- Text provided:

--- START ---

If you should still find difficulty in obtaining your copy order direct from the publisher, "University of New Mexico Press".

Buying info and further reviews from UNMPress

The word on the 'strip' is that Harvey, flushed with the reception of "Rebel Music", has a new book, "Hollywood Shack Job: Rock Music In Film and On Your Screen" due soon, from the same publisher.

Kubernik is also hard at work on another collection of music, recording and literary interviews. Tentative title is "From Limitation to Liberation The Harvey Kubernik InnerViews." Unedited, expanded and new updated long form massive text dialogues with Phil Spector, Chris Darrow, Jerry Leiber and Mike Stoller, Kim Fowley, Willie Mitchell, Jello Biafra, Bill Wyman with Richard Havers, Ice Cube, Al Kooper, Ram Dass, Deepak Chopra, Eddie Izzard, Patti Smith, and Leonard Cohen are already chronicled and captured on his Word Document. in this planned collection. I'm sure Jack Nitzsche would be delighted to know Russell Means, former head of AIM (American Indian Movement) is also in the lineup, discussing his own CD recording, "The Radical."

Watch this space!

A great two part interview by Gary Pig Gold, with Harvey talking about the book is on the very cool, Fufkin web site.

FUFKIN Home Page

Click for Part I and here for Part II for further observations from Harvey on Andrew Loog Oldham and Jack Nitzsche.

The Harvey Kubernik Inner Views

For more than 30 years Harvey Kubernik's voice has chronicled popular music and its players from his LA home. A long time coming but at last his first book, "This is Rebel Music: The Harvey Kubernik Inner Views", thirteen in-depth interviews and career overviews with some of popular cultures biggest movers and shakers from the 60s & 70s. Some are still performing today, Marianne Faithfull, Chrissie Hynde and Keith Richards others are having a more relaxed time, Berry Gordy, Jr. and Grace Slick while some are working as hard as ever, Andrew Loog Oldham, Steven Van Zandt and Ray Manzarek just the 'job' has changed. The common thread linking most of these and the others interviewed is vision and a talent that resonates and continues to inspire today. Follow the link to read more of the books content; this site is primarily concerned with the chapter on Jack Nitzsche, "Needles and Pins".

Jack Nitzsche - Can't I Save This For My Own Book?

Loosely split into three parts the first section in a few concise pages and personal antidotes is a run through Jack's recorded work, it is impossible not to be impressed with Harvey's presentation and in awe of Jack's achievements. Is this really needed? Sadly, yes. Just recently I wrote to a guy, fairly clued-up on music and his response to the name Jack Nitzsche, "He's that easy-listening guy, isn't he?" My answer was a laugh and yes he was. Of course saying Nitzsche is "that easy-listening guy" is like saying Leonardo da Vinci did a bit of drawing! I'll have to send him a copy of Harvey's book and in the absence of a more general view of Jack's work a copy of Rhino Handmade's "Three Piece Suite"!

--- END ---

- Exercise objective: Decide whether each statement below agrees with the passage about Harvey Kubernik's books. Answer yes or no, and quote the exact words of the passage that settle it. (a) Kubernik's first book contains thirteen interviews. (b) The two-part interview in which Harvey talks about the book was conducted by Andrew Loog Oldham. (c) Kubernik has chronicled popular music for about 20 years.

- Data extract:
--- START ---

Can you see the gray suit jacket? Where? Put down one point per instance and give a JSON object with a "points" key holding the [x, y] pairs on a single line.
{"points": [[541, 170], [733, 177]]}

--- END ---

- Answer to this problem:
(a) Yes: "thirteen in-depth interviews and career overviews"
(b) No: "A great two part interview by Gary Pig Gold"
(c) No: "For more than 30 years Harvey Kubernik's voice has chronicled popular music and its players"